**SUPPLIED TEXT**
+ + + +

When you want to cook up deliciousness in your kitchen for the holidays or a special Sunday Dinner, my Oven Roasted Rack of Pork will definitely be a crowd-pleaser. It’s easy to make and can be in your oven, roasting to perfection in less than 10 minutes. It will actually take longer to preheat your oven than it will to prep this lovely pork rib roast.
Cooking pork is really pretty easy, and since the days of overcooking pork to make sure it’s safe to eat are behind us, you can now cook your pork a little less, serving it pink, juicy and delicious.
Of course, my recipe keeps your well-done pork roast just as tasty.
Ingredients for Roasted Rack of Pork
Other than the pork rib roast, the ingredient list is short. Here we have the ingredients (mise en place) for the roasted rack of pork, which includes the vegetables for the bottom of the pan and my favorite seasoning for meats, Montreal Beef Seasoning.
I prefer to use mustard with my rack of pork, and for this roast, I’m using stone ground mustard; Dijon mustard or olive oil can be used instead.
How do I season a Pork Rib Roast?
Rub meat down with extra virgin olive oil and crushed garlic. Sprinkle liberally with Sea Salt and Cracked Black Pepper (or use Montreal Beef Seasoning)
Coat the top of the roast with Dijon or Stone Ground Mustard. Sprinkle liberally with Montreal Beef Seasoning.
- Place rough-cut onion, celery, and carrots (including skins and leaves) in the bottom of your roasting pan.
- Add a cup of water to the bottom of the pan before roasting. You can use stock or a combination of stock, wine, or water.
- Add roast to a baking pan (the rough-cut vegetables underneath the pork will keep the roast off the bottom of the dish to allow air to circulate more freely around the roast).

+ + + +

**TASK STATEMENT**
In the pork roast recipe, why are the rough-cut vegetables placed underneath the pork in the pan? Answer in one to three sentences.

**SUPPLIED MATERIAL**
+ + + +

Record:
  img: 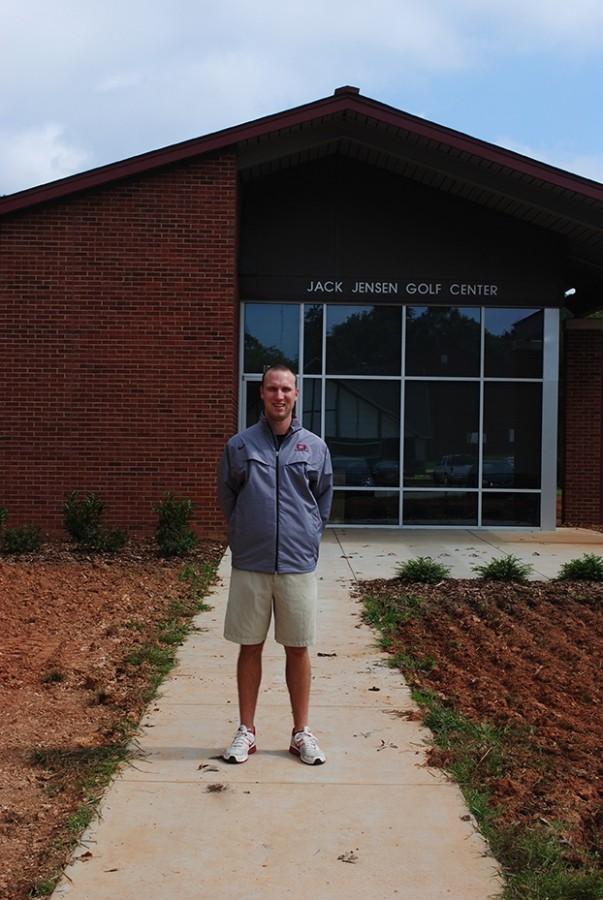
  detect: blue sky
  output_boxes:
[0,0,603,194]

+ + + +

**SOLUTION TO THIS TASK**
The vegetables keep the roast off the bottom of the dish. That lets air circulate more freely around the roast while it cooks.